* Текст для чтения
Памяти поэта
О книге Михаила Зива «Письма к Лавинии»[1]
К первой годовщине траурной даты в «Библиотеке ИЖа» вышла в свет книга стихотворений Михаила Зива (15.10.1947–01.07.2015). Хороший повод для того, чтобы поговорить об этом пока еще недостаточно оцененном поэте, который незадолго до ухода так подводил итог своего временного соседства с нами – родными и неродными, знакомыми и незнакомыми:
Не говори, что все мы тут родня.
Светло со мной – светло и без меня.
Я был тот лох, использовавший воздух
Для памяти, для зренья, для огня
И сеянья заветного в бороздах.
Его суть определялась с первого взгляда. Он выглядел, как поэт, говорил, как поэт, вел себя, как поэт, – не в смысле похожести на какого-то конкретного носителя этого звания в прошлом и настоящем, а в смысле полного интуитивного совпадения с общим понятийным образом поэта, так или иначе существующим в сознании каждого. Но главное – он жил, как поэт. А для этого уже требуется немалое мужество в обществе, где на таких людей смотрят в лучшем случае с жалостью и презрением.
Миша Зив жил работой со словом – именно это, помимо сведенной к необходимому минимуму возни с повседневным бытом, и составляло содержание его жизни. Слово – единственный материал, сотворенный человеком самостоятельно. Все остальное – краски, звуки, камни, нефть, руда – то есть все то, из чего мы изготавливаем наши дома, симфонии, компьютеры, самолеты и живописные картины, существовало в мире задолго до нашего прихода. По сути, все вышеперечисленные продукты не являются творчеством; процесс их создания представляет собой всего лишь рекомбинацию уже имеющихся полуфабрикатов, одолженных нам Создателем, их единственным законным Хозяином.

* Формулировка задания
Перепишите фрагмент текста, начиная со слов «Памяти поэта» и заканчивая словами «мы тут родня.», заменив «Хороший повод» на «Удобный повод». Опирайтесь исключительно на сведения, приведенные в тексте.

* Представленные сведения
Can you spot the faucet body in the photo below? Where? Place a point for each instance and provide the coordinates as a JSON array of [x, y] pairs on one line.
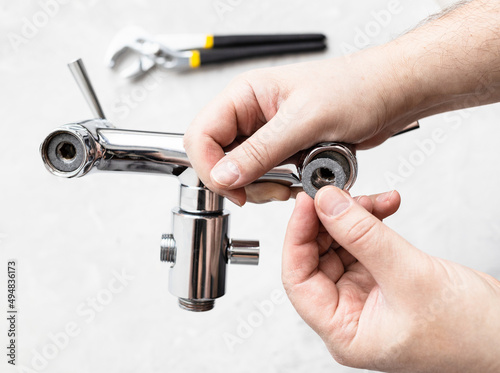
[[199, 248]]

* Правильный ответ
Памяти поэта
О книге Михаила Зива «Письма к Лавинии»[1]
К первой годовщине траурной даты в «Библиотеке ИЖа» вышла в свет книга стихотворений Михаила Зива (15.10.1947–01.07.2015). Удобный повод для того, чтобы поговорить об этом пока еще недостаточно оцененном поэте, который незадолго до ухода так подводил итог своего временного соседства с нами – родными и неродными, знакомыми и незнакомыми:
Не говори, что все мы тут родня.